# AIM OF THE TASK
Render all the lines below as a JSON list of strings, with one string for each line and any blank lines left out.

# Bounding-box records
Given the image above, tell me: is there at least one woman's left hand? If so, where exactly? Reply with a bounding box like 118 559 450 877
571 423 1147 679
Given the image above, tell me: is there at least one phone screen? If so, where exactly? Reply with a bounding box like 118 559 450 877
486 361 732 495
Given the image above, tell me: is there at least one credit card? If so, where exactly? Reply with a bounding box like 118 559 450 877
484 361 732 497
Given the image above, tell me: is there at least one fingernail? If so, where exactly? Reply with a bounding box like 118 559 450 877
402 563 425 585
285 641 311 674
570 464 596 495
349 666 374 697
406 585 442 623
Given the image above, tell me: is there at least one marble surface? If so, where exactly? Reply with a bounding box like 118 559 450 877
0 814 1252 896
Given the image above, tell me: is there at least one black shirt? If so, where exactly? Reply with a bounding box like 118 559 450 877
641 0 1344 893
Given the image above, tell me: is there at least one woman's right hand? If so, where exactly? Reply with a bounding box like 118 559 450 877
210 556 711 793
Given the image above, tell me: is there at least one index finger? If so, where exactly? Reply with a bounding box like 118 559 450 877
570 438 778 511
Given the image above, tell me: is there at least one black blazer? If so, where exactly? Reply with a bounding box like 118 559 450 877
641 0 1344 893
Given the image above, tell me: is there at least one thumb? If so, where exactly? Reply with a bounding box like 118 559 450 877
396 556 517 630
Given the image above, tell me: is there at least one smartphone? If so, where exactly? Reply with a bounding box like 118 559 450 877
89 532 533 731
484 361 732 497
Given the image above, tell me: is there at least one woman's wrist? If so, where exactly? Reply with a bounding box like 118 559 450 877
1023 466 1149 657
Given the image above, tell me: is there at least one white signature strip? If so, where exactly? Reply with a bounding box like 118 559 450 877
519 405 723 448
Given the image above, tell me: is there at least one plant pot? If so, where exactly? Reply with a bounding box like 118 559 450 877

# FINISHED ANSWER
[
  "Given the image above, tell me: is there at least one woman's left hand? If so, where exactly? Reply with a bounding box like 118 559 450 877",
  "571 423 1147 679",
  "Given the image above, tell me: is there at least one phone screen? If so, where exactly? Reply with a bounding box like 118 559 450 877",
  "486 361 732 495",
  "Given the image above, tell me: is there at least one credit card? If so, where exactly? Reply with a bounding box like 118 559 450 877",
  "484 361 732 497",
  "Given the image above, tell me: is there at least one fingernail? If so, where exactly? Reply with a bounding box like 118 559 450 877",
  "402 563 425 585",
  "285 641 311 674",
  "570 464 596 495",
  "349 666 374 697",
  "406 585 442 623",
  "Given the image above, tell me: is there at least one marble surface? If so, where exactly? Reply with a bounding box like 118 559 450 877",
  "0 814 1252 896",
  "Given the image above, tell me: is there at least one black shirt? If so, where exactly? Reply with a bounding box like 118 559 450 877",
  "641 0 1344 893",
  "Given the image above, tell me: is there at least one woman's right hand? If so, where exactly? Reply with a bounding box like 118 559 450 877",
  "210 556 711 793",
  "Given the image above, tell me: is there at least one index finger? If so, where exactly? Reply with a bounding box like 118 559 450 877",
  "570 438 778 511",
  "Given the image above, tell me: is there at least one black blazer? If so, where exactly? Reply with a bounding box like 118 559 450 877",
  "641 0 1344 893",
  "Given the image above, tell me: is there at least one thumb? If so, where exactly? Reply with a bounding box like 118 559 450 877",
  "396 556 517 630",
  "Given the image above, tell me: is there at least one smartphone? If so, where exactly? Reply with a bounding box like 118 559 450 877",
  "89 532 533 731",
  "484 361 732 497",
  "Given the image above, tell me: is there at least one woman's wrist? If so, where exactly? Reply with a bounding box like 118 559 450 877",
  "1023 466 1149 657",
  "Given the image above, tell me: is there at least one white signature strip? If so, where exactly? Reply with a bounding box like 118 559 450 877",
  "519 405 723 448",
  "Given the image above, tell me: is there at least one plant pot? If so, where exactly? Reply with a bounding box like 118 559 450 877"
]